TASK PROMPT: Copy the listing below line for line, leaving every character unchanged.
------ RECORDS PROVIDED
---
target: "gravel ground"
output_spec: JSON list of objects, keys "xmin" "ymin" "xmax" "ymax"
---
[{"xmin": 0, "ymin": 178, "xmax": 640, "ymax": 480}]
------------
FINAL RESULT:
---
target: "gravel ground"
output_spec: JSON list of objects, keys "xmin" "ymin" "xmax" "ymax"
---
[{"xmin": 0, "ymin": 178, "xmax": 640, "ymax": 480}]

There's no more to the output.